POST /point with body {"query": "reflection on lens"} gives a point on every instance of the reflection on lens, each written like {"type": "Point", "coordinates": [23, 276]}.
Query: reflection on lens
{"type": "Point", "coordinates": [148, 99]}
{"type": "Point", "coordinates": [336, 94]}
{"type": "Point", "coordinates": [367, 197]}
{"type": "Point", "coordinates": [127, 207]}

^^^^^^^^

* _Instructions for the task_
The answer must be every record above, repeated exactly as written.

* _Task output_
POST /point with body {"query": "reflection on lens"} gives a point on every instance of the reflection on lens, each written like {"type": "Point", "coordinates": [23, 276]}.
Query: reflection on lens
{"type": "Point", "coordinates": [148, 99]}
{"type": "Point", "coordinates": [336, 94]}
{"type": "Point", "coordinates": [367, 197]}
{"type": "Point", "coordinates": [127, 207]}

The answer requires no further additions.